WORKING DATA:
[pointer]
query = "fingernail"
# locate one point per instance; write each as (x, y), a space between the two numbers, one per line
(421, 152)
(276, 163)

WORK ITEM:
Your task is to repeat every entry exactly.

TASK SOLUTION:
[pointer]
query = "fingernail"
# locate one point per instance; write each as (x, y), a space between the two numbers, one per line
(421, 152)
(276, 163)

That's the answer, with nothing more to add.